Given records Block Start
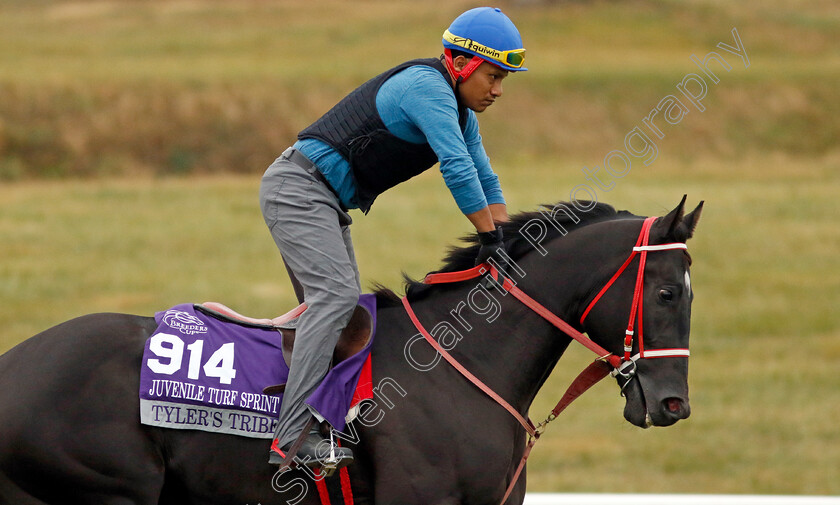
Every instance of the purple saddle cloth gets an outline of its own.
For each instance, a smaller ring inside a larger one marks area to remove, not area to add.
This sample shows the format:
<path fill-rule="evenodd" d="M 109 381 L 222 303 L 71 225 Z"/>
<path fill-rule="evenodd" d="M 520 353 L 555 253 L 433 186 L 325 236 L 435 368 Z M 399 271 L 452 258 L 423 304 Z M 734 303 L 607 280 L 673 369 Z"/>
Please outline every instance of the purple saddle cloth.
<path fill-rule="evenodd" d="M 333 367 L 306 401 L 339 431 L 376 333 L 375 295 L 362 295 L 359 305 L 372 317 L 370 340 Z M 283 395 L 262 391 L 285 384 L 289 376 L 281 333 L 225 321 L 189 303 L 158 312 L 155 320 L 158 327 L 146 341 L 140 369 L 140 422 L 271 438 Z"/>

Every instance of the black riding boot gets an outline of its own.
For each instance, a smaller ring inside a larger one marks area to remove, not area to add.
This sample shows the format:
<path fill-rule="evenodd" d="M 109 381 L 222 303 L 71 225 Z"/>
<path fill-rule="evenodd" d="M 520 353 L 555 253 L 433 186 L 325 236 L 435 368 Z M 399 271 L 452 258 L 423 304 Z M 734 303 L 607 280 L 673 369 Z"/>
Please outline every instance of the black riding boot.
<path fill-rule="evenodd" d="M 304 433 L 306 431 L 309 433 L 305 438 L 301 434 L 297 440 L 284 447 L 278 447 L 278 439 L 274 438 L 268 457 L 269 464 L 289 466 L 296 463 L 309 468 L 323 467 L 333 471 L 353 462 L 353 451 L 349 448 L 338 447 L 331 439 L 322 437 L 317 428 L 305 430 Z M 295 454 L 290 455 L 295 446 L 297 446 Z M 292 459 L 288 460 L 289 457 Z"/>

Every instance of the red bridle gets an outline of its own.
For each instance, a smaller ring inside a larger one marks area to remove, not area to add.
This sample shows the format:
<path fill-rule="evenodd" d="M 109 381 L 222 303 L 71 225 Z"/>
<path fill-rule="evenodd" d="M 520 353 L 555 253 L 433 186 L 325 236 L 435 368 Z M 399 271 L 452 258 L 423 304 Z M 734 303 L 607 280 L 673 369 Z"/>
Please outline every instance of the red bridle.
<path fill-rule="evenodd" d="M 642 231 L 639 233 L 639 238 L 636 240 L 636 245 L 633 247 L 633 251 L 630 253 L 630 256 L 627 260 L 621 265 L 618 271 L 610 278 L 606 285 L 601 288 L 601 291 L 589 302 L 589 305 L 586 307 L 586 310 L 583 312 L 583 315 L 580 318 L 581 324 L 583 324 L 586 316 L 589 315 L 589 312 L 601 299 L 601 297 L 606 293 L 606 291 L 615 283 L 615 281 L 621 276 L 624 270 L 627 269 L 627 266 L 630 262 L 636 257 L 637 253 L 639 254 L 639 271 L 636 274 L 636 287 L 633 293 L 633 303 L 630 308 L 630 319 L 627 324 L 627 330 L 625 331 L 625 339 L 624 339 L 624 357 L 620 358 L 600 345 L 596 344 L 592 341 L 589 337 L 582 334 L 581 332 L 574 329 L 571 325 L 563 321 L 561 318 L 557 317 L 553 312 L 545 308 L 539 302 L 525 294 L 521 289 L 519 289 L 516 284 L 514 284 L 508 278 L 502 278 L 501 282 L 500 275 L 498 270 L 494 266 L 488 263 L 484 263 L 479 265 L 475 268 L 470 270 L 464 270 L 462 272 L 447 272 L 447 273 L 438 273 L 438 274 L 429 274 L 423 280 L 425 284 L 444 284 L 444 283 L 451 283 L 451 282 L 461 282 L 470 279 L 475 279 L 485 274 L 490 274 L 490 276 L 496 281 L 497 286 L 501 286 L 502 289 L 506 290 L 510 294 L 512 294 L 517 300 L 524 303 L 528 306 L 531 310 L 539 314 L 542 318 L 550 322 L 552 325 L 566 333 L 568 336 L 576 340 L 577 342 L 581 343 L 584 347 L 594 352 L 598 358 L 591 363 L 580 375 L 574 380 L 574 382 L 569 386 L 566 390 L 566 393 L 557 402 L 557 405 L 548 415 L 545 421 L 538 425 L 534 425 L 531 422 L 531 419 L 526 419 L 523 417 L 512 405 L 510 405 L 507 401 L 505 401 L 501 396 L 499 396 L 495 391 L 493 391 L 490 387 L 484 384 L 480 379 L 478 379 L 475 375 L 470 373 L 463 365 L 458 363 L 458 361 L 452 357 L 449 352 L 447 352 L 441 345 L 435 340 L 435 338 L 423 327 L 423 324 L 417 318 L 417 315 L 414 313 L 414 310 L 411 308 L 411 304 L 408 301 L 408 297 L 403 297 L 402 303 L 403 307 L 405 307 L 405 311 L 408 314 L 408 317 L 414 323 L 414 326 L 420 332 L 421 335 L 429 342 L 429 344 L 438 352 L 440 355 L 451 364 L 456 370 L 458 370 L 464 377 L 466 377 L 470 382 L 475 384 L 481 391 L 491 397 L 493 400 L 496 401 L 499 405 L 501 405 L 505 410 L 507 410 L 518 422 L 525 428 L 525 431 L 528 432 L 530 435 L 530 439 L 528 441 L 528 445 L 525 448 L 525 452 L 522 456 L 522 459 L 519 462 L 519 466 L 516 469 L 516 472 L 513 475 L 513 479 L 510 482 L 510 485 L 505 492 L 504 498 L 502 498 L 501 503 L 507 501 L 508 496 L 513 491 L 513 488 L 519 479 L 519 475 L 522 472 L 523 468 L 525 467 L 525 462 L 528 459 L 528 455 L 531 452 L 531 449 L 536 444 L 537 440 L 539 439 L 540 435 L 542 435 L 543 431 L 545 431 L 546 426 L 549 422 L 553 421 L 559 414 L 562 412 L 575 398 L 586 392 L 590 387 L 600 381 L 602 378 L 606 377 L 608 373 L 612 373 L 613 375 L 620 374 L 623 377 L 629 379 L 635 374 L 635 362 L 640 358 L 665 358 L 665 357 L 688 357 L 689 351 L 688 349 L 656 349 L 656 350 L 645 350 L 644 348 L 644 339 L 642 333 L 642 297 L 644 291 L 644 272 L 645 272 L 645 263 L 647 262 L 647 253 L 652 251 L 666 251 L 670 249 L 687 249 L 684 243 L 671 243 L 671 244 L 662 244 L 662 245 L 648 245 L 648 241 L 650 239 L 650 229 L 653 226 L 654 221 L 657 218 L 649 217 L 645 219 L 644 223 L 642 224 Z M 636 355 L 631 356 L 632 349 L 633 349 L 633 336 L 635 333 L 634 330 L 634 322 L 638 321 L 638 335 L 639 335 L 639 353 Z M 607 365 L 608 363 L 608 365 Z M 631 369 L 629 371 L 625 371 L 627 367 Z M 610 370 L 612 368 L 612 371 Z"/>
<path fill-rule="evenodd" d="M 630 318 L 627 321 L 627 329 L 624 331 L 624 357 L 622 358 L 621 366 L 618 367 L 617 372 L 624 375 L 623 371 L 626 367 L 632 367 L 633 364 L 638 359 L 645 359 L 645 358 L 674 358 L 674 357 L 688 357 L 689 351 L 688 349 L 679 349 L 679 348 L 671 348 L 671 349 L 645 349 L 645 340 L 644 340 L 644 332 L 642 328 L 642 313 L 643 313 L 643 295 L 644 295 L 644 285 L 645 285 L 645 264 L 647 263 L 647 254 L 648 252 L 652 251 L 667 251 L 671 249 L 683 249 L 686 250 L 687 246 L 681 242 L 675 242 L 671 244 L 661 244 L 661 245 L 648 245 L 648 241 L 650 239 L 650 229 L 653 226 L 653 222 L 656 221 L 655 217 L 649 217 L 645 219 L 644 223 L 642 224 L 642 231 L 639 233 L 639 238 L 636 240 L 636 245 L 633 247 L 633 252 L 630 253 L 630 256 L 621 265 L 618 271 L 610 278 L 609 281 L 601 288 L 601 291 L 595 295 L 595 298 L 589 302 L 589 305 L 586 307 L 586 310 L 583 311 L 583 315 L 580 317 L 580 324 L 583 324 L 586 320 L 586 316 L 589 315 L 589 311 L 598 303 L 598 300 L 607 292 L 608 289 L 615 283 L 616 280 L 624 273 L 624 270 L 627 269 L 627 266 L 630 265 L 630 262 L 633 261 L 633 258 L 636 255 L 639 255 L 639 271 L 636 273 L 636 288 L 633 291 L 633 304 L 630 307 Z M 639 352 L 635 355 L 631 355 L 633 352 L 633 337 L 636 333 L 634 328 L 634 323 L 638 324 L 638 341 L 639 341 Z"/>

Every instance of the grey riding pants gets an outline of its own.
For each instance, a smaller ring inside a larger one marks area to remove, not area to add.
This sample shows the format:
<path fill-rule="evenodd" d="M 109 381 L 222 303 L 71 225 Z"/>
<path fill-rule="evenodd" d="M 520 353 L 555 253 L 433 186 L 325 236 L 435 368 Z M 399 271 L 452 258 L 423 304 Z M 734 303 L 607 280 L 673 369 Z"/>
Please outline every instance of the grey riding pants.
<path fill-rule="evenodd" d="M 329 371 L 361 292 L 350 216 L 314 174 L 317 169 L 289 161 L 287 153 L 268 168 L 260 186 L 263 218 L 308 307 L 298 321 L 280 407 L 280 447 L 293 442 L 312 415 L 304 402 Z"/>

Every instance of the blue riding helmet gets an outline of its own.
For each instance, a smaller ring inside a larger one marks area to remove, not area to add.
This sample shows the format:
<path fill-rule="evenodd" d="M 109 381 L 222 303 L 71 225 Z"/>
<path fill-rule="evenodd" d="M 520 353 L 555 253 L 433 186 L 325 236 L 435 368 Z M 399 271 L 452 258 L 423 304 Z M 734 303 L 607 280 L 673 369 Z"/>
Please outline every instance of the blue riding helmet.
<path fill-rule="evenodd" d="M 510 72 L 528 70 L 522 66 L 525 48 L 519 30 L 501 9 L 478 7 L 461 14 L 443 33 L 443 47 L 447 53 L 463 51 Z"/>

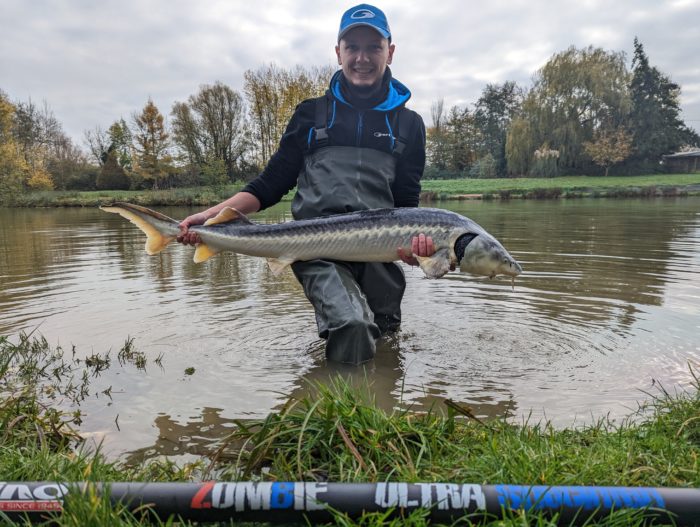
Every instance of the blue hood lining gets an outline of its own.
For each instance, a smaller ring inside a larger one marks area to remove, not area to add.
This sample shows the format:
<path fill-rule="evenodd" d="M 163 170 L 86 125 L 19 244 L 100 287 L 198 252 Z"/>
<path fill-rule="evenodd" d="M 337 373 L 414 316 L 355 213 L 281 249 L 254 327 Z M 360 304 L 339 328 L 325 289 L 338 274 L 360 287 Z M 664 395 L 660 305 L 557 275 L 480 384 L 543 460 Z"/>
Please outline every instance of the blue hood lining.
<path fill-rule="evenodd" d="M 343 70 L 338 70 L 335 72 L 333 75 L 333 78 L 331 78 L 331 93 L 333 94 L 333 97 L 335 97 L 337 100 L 342 102 L 343 104 L 346 104 L 348 106 L 352 106 L 345 97 L 343 97 L 343 94 L 340 89 L 340 76 L 343 74 Z M 389 80 L 389 93 L 381 103 L 379 103 L 377 106 L 374 108 L 371 108 L 372 110 L 378 110 L 380 112 L 388 112 L 389 110 L 393 110 L 395 108 L 398 108 L 399 106 L 406 104 L 406 101 L 411 98 L 411 91 L 401 82 L 397 81 L 393 77 Z"/>

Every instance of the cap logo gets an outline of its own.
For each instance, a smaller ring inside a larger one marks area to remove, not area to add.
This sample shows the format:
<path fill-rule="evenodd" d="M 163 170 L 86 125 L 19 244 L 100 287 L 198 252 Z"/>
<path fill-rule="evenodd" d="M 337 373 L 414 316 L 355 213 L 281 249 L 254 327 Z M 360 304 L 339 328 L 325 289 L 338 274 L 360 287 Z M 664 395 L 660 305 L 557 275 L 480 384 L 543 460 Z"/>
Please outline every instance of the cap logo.
<path fill-rule="evenodd" d="M 350 18 L 354 20 L 362 18 L 374 18 L 374 13 L 372 13 L 372 11 L 370 11 L 369 9 L 358 9 L 352 15 L 350 15 Z"/>

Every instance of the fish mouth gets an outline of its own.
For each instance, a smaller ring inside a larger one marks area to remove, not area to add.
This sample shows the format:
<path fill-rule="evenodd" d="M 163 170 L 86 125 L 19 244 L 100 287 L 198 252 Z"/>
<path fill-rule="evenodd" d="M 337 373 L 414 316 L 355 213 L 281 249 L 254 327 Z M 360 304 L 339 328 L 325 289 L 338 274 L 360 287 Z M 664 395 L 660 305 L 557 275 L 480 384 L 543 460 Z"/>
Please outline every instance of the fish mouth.
<path fill-rule="evenodd" d="M 511 278 L 515 278 L 516 276 L 521 275 L 523 273 L 523 268 L 515 260 L 511 260 L 508 266 L 510 267 L 510 269 L 503 270 L 503 274 L 508 275 Z"/>
<path fill-rule="evenodd" d="M 520 271 L 503 271 L 503 274 L 506 276 L 510 276 L 511 278 L 515 278 L 517 276 L 520 276 L 522 274 L 522 269 Z"/>

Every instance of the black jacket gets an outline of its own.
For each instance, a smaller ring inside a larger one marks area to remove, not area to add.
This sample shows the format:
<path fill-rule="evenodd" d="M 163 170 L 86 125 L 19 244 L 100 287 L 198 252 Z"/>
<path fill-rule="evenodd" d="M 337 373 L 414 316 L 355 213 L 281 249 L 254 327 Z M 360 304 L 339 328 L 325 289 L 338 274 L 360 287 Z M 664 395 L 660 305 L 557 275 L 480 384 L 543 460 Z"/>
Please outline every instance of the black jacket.
<path fill-rule="evenodd" d="M 351 104 L 344 90 L 342 71 L 337 71 L 326 92 L 328 98 L 328 141 L 321 145 L 314 130 L 316 99 L 300 103 L 287 125 L 277 152 L 267 166 L 243 189 L 260 200 L 267 208 L 279 200 L 297 183 L 304 156 L 320 146 L 357 146 L 392 153 L 398 140 L 398 120 L 409 119 L 406 147 L 398 157 L 396 179 L 392 185 L 396 207 L 416 207 L 420 195 L 420 179 L 425 167 L 425 126 L 420 115 L 405 108 L 410 91 L 387 73 L 383 80 L 384 93 L 379 104 L 360 109 Z"/>

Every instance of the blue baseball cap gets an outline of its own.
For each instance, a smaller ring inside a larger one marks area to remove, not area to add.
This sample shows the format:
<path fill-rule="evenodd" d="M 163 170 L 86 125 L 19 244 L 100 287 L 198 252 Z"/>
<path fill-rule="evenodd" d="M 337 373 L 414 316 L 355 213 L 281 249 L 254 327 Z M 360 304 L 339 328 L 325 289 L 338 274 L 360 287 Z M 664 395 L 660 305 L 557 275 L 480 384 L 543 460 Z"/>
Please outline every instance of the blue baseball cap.
<path fill-rule="evenodd" d="M 384 38 L 391 40 L 391 30 L 386 15 L 378 7 L 369 4 L 360 4 L 351 7 L 340 19 L 340 29 L 338 30 L 338 42 L 343 35 L 354 27 L 369 26 L 379 32 Z"/>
Given records Block End
■ **Work order**:
Nothing but the lines from the one containing "Please outline every instance of the blue baseball" through the last line of the data above should be set down, word for word.

■ **Response below**:
Please outline every instance of the blue baseball cap.
<path fill-rule="evenodd" d="M 384 38 L 391 40 L 391 30 L 386 15 L 378 7 L 369 4 L 360 4 L 351 7 L 340 19 L 340 29 L 338 30 L 338 42 L 343 35 L 354 27 L 369 26 L 379 32 Z"/>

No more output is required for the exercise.